Task prompt >>
Copy the material below, replacing every "positive clicks" with "foreground clicks" and leaving everything else unchanged.

Source material >>
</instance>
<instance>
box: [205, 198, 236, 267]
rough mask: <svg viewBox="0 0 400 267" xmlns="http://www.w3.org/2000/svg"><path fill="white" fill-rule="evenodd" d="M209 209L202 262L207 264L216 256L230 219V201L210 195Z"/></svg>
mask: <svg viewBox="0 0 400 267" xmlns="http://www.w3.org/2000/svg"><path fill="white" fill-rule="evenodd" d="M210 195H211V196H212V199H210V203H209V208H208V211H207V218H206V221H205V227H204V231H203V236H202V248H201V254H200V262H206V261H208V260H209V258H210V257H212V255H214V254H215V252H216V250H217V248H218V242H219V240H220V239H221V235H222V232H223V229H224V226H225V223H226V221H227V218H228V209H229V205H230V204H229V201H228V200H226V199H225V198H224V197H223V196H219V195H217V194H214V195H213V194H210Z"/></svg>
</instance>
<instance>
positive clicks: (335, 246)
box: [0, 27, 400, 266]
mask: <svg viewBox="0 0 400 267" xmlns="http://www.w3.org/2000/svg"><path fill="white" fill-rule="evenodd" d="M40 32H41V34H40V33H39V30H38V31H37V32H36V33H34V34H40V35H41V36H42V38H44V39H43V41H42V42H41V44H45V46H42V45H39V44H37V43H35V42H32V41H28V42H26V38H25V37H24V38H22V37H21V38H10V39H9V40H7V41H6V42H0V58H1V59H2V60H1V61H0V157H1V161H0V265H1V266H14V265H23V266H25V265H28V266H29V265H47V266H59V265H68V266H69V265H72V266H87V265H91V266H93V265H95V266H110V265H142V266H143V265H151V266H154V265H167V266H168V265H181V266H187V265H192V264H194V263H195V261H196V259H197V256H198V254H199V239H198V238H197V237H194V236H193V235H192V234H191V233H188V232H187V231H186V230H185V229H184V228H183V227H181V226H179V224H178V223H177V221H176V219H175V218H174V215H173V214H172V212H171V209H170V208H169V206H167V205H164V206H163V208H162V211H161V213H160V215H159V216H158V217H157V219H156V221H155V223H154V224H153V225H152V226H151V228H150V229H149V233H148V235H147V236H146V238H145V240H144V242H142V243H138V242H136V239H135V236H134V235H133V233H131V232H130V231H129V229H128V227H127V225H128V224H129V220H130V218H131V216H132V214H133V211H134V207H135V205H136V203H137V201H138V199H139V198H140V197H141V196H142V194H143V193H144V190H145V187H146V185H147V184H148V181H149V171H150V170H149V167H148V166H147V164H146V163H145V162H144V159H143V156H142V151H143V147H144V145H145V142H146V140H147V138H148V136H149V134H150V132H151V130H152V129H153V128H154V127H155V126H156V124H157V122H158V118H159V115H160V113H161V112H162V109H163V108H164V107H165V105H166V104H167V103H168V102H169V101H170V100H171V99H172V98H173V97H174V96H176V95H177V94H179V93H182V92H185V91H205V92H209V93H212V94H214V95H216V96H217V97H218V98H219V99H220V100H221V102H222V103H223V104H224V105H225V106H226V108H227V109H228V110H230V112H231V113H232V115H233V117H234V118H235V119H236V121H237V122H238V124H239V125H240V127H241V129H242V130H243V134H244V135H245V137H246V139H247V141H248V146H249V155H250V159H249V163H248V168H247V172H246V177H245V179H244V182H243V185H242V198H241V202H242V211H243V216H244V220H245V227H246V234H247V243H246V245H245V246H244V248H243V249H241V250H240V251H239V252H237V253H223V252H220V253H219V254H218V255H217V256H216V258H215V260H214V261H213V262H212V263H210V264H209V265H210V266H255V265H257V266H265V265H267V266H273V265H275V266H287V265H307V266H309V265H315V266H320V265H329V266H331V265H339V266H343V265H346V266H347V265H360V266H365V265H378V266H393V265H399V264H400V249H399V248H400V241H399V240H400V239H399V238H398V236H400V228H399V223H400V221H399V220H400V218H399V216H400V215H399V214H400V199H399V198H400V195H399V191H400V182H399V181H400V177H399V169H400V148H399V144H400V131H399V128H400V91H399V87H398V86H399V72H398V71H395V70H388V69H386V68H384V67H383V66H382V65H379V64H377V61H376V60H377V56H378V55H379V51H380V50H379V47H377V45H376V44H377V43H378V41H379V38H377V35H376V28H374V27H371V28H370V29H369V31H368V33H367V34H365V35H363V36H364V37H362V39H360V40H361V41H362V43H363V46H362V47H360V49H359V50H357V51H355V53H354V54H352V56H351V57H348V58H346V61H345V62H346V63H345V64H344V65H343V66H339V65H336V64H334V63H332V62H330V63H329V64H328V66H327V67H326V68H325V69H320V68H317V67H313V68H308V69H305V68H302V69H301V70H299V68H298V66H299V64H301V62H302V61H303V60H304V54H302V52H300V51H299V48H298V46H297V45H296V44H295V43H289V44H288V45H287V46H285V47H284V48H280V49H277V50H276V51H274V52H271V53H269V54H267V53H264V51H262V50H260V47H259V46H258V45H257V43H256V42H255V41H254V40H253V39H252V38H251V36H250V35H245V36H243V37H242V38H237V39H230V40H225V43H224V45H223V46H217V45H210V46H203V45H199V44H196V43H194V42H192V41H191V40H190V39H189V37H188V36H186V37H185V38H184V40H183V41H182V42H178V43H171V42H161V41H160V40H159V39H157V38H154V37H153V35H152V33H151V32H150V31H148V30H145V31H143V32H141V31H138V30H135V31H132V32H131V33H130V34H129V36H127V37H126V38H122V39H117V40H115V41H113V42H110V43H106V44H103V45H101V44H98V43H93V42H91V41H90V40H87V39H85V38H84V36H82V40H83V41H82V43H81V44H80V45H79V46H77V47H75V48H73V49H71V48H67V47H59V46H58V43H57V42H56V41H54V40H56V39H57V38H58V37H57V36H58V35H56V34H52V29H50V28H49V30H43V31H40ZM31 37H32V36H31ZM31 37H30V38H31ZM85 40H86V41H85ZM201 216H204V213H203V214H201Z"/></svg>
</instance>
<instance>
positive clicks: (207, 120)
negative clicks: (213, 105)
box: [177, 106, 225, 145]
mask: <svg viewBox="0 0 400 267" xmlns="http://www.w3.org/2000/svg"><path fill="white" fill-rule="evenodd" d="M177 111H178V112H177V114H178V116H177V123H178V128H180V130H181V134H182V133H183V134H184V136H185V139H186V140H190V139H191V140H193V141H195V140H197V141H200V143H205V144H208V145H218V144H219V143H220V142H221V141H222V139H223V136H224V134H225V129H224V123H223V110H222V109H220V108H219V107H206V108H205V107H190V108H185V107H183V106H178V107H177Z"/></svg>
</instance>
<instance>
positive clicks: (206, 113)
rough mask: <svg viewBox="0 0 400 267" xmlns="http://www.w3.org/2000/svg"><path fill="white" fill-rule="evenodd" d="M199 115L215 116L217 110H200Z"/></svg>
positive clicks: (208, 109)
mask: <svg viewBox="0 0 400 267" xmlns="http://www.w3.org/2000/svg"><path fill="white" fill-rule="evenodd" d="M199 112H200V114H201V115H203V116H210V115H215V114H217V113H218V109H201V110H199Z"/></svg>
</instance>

Answer for this exercise >>
</instance>
<instance>
box: [205, 198, 236, 267]
rough mask: <svg viewBox="0 0 400 267" xmlns="http://www.w3.org/2000/svg"><path fill="white" fill-rule="evenodd" d="M209 209L202 262L207 264L216 256L230 219V201L210 195Z"/></svg>
mask: <svg viewBox="0 0 400 267" xmlns="http://www.w3.org/2000/svg"><path fill="white" fill-rule="evenodd" d="M210 195H211V196H212V199H210V203H209V208H208V211H207V218H206V221H205V227H204V231H203V236H202V248H201V254H200V262H206V261H208V260H209V258H210V257H212V255H214V254H215V252H216V250H217V248H218V242H219V240H220V239H221V235H222V232H223V229H224V226H225V223H226V221H227V218H228V209H229V205H230V204H229V201H228V200H226V199H225V198H224V197H223V196H219V195H217V194H214V195H213V194H210Z"/></svg>
</instance>
<instance>
foreground clicks: (335, 246)
box: [0, 27, 400, 266]
mask: <svg viewBox="0 0 400 267" xmlns="http://www.w3.org/2000/svg"><path fill="white" fill-rule="evenodd" d="M40 32H41V34H40V33H39V30H38V31H37V32H36V33H34V34H40V35H41V36H42V38H44V39H43V41H42V42H41V44H45V46H42V45H39V44H37V43H35V42H32V41H28V42H26V38H25V37H24V38H22V37H21V38H10V39H9V40H7V41H6V42H0V58H1V59H2V60H1V61H0V157H1V161H0V265H1V266H14V265H23V266H25V265H28V266H29V265H47V266H59V265H68V266H69V265H72V266H87V265H91V266H93V265H95V266H110V265H142V266H143V265H151V266H154V265H167V266H168V265H181V266H187V265H192V264H194V263H195V261H196V259H197V256H198V254H199V239H198V238H197V237H194V236H193V235H192V234H191V233H188V232H187V231H186V230H185V229H184V228H183V227H181V226H179V224H178V223H177V221H176V219H175V218H174V215H173V214H172V212H171V209H170V208H169V206H167V205H164V206H163V208H162V211H161V213H160V215H159V216H158V217H157V219H156V221H155V223H154V224H153V225H152V226H151V228H150V229H149V233H148V235H147V236H146V238H145V240H144V242H142V243H138V242H136V239H135V236H134V235H133V233H131V232H130V231H129V229H128V227H127V225H128V224H129V220H130V218H131V216H132V214H133V211H134V207H135V205H136V203H137V201H138V199H139V198H140V197H141V196H142V194H143V193H144V190H145V187H146V185H147V184H148V181H149V171H150V170H149V167H148V166H147V164H146V163H145V162H144V159H143V156H142V151H143V147H144V145H145V142H146V140H147V138H148V136H149V134H150V132H151V130H152V129H153V128H154V127H155V126H156V124H157V122H158V118H159V115H160V113H161V112H162V109H163V108H164V107H165V105H166V104H167V103H168V102H169V101H170V100H171V99H172V98H173V97H174V96H176V95H177V94H179V93H182V92H185V91H205V92H209V93H212V94H214V95H216V96H217V97H218V98H219V99H220V100H221V102H222V103H223V104H224V105H225V106H226V108H227V109H228V110H230V112H231V113H232V115H233V117H234V118H235V119H236V121H237V122H238V124H239V125H240V127H241V129H242V130H243V134H244V135H245V137H246V139H247V141H248V146H249V155H250V159H249V163H248V168H247V172H246V177H245V179H244V182H243V185H242V198H241V202H242V211H243V216H244V220H245V227H246V234H247V243H246V245H245V246H244V248H243V249H241V250H240V251H239V252H237V253H223V252H220V253H219V254H218V255H217V256H216V258H215V260H214V261H213V262H212V263H210V264H209V265H210V266H255V265H257V266H265V265H267V266H273V265H275V266H287V265H307V266H309V265H315V266H320V265H329V266H331V265H339V266H343V265H346V266H347V265H360V266H365V265H378V266H393V265H399V264H400V249H399V248H400V241H399V240H400V239H399V238H398V236H400V228H399V223H400V221H399V220H400V218H399V216H400V215H399V214H400V199H399V198H400V195H399V191H400V182H399V181H400V177H399V169H400V148H399V144H400V131H399V128H400V91H399V87H398V86H399V72H398V71H395V70H388V69H386V68H384V67H383V66H382V65H379V64H377V61H376V60H377V56H378V55H379V51H380V50H379V47H377V45H376V44H377V43H378V41H379V38H377V35H376V28H374V27H371V28H370V29H369V31H368V33H367V34H365V35H363V36H364V37H362V39H360V40H361V41H362V43H363V46H362V47H360V49H359V50H357V51H355V53H354V54H352V56H351V57H348V58H346V61H345V62H346V63H345V64H344V65H343V66H339V65H336V64H334V63H332V62H330V63H329V64H328V66H327V67H326V68H325V69H320V68H317V67H313V68H308V69H305V68H302V69H301V70H299V68H298V66H299V64H301V62H302V61H303V60H304V54H302V52H300V51H299V48H298V46H297V45H296V44H295V43H289V44H288V45H287V46H285V47H284V48H280V49H277V50H276V51H274V52H271V53H269V54H267V53H264V51H262V50H260V47H259V46H258V45H257V43H256V42H255V41H254V40H253V39H252V38H251V36H250V35H245V36H243V37H242V38H237V39H230V40H225V43H224V45H223V46H217V45H210V46H203V45H199V44H196V43H194V42H192V41H191V40H190V39H189V37H188V36H186V37H185V38H184V40H183V41H182V42H178V43H171V42H161V41H160V40H159V39H157V38H154V37H153V35H152V33H151V32H150V31H148V30H145V31H143V32H141V31H138V30H135V31H132V32H131V33H130V34H129V36H127V37H126V38H122V39H117V40H115V41H113V42H110V43H106V44H103V45H101V44H98V43H93V42H91V41H90V40H87V39H85V38H84V36H82V40H83V41H82V43H81V44H80V45H79V46H77V47H75V48H73V49H71V48H67V47H59V46H58V43H57V42H56V41H54V40H56V39H57V38H58V37H57V36H58V35H56V34H52V29H50V28H49V30H43V31H40ZM31 37H32V36H31ZM31 37H30V38H31ZM85 40H86V41H85ZM201 216H204V213H203V214H201Z"/></svg>
</instance>
<instance>
foreground clicks: (207, 120)
negative clicks: (213, 105)
box: [177, 106, 225, 145]
mask: <svg viewBox="0 0 400 267" xmlns="http://www.w3.org/2000/svg"><path fill="white" fill-rule="evenodd" d="M177 111H178V112H177V114H178V116H177V123H178V128H180V130H181V134H182V133H183V134H184V136H185V139H186V140H190V139H191V140H193V141H195V140H197V141H200V143H205V144H208V145H218V144H219V143H220V142H221V141H222V139H223V136H224V134H225V129H224V123H223V110H222V109H220V108H219V107H206V108H205V107H190V108H185V107H183V106H178V107H177Z"/></svg>
</instance>
<instance>
foreground clicks: (206, 113)
rough mask: <svg viewBox="0 0 400 267" xmlns="http://www.w3.org/2000/svg"><path fill="white" fill-rule="evenodd" d="M199 115L215 116L217 110H200Z"/></svg>
foreground clicks: (208, 109)
mask: <svg viewBox="0 0 400 267" xmlns="http://www.w3.org/2000/svg"><path fill="white" fill-rule="evenodd" d="M199 112H200V114H201V115H203V116H210V115H215V114H217V113H218V109H201V110H199Z"/></svg>
</instance>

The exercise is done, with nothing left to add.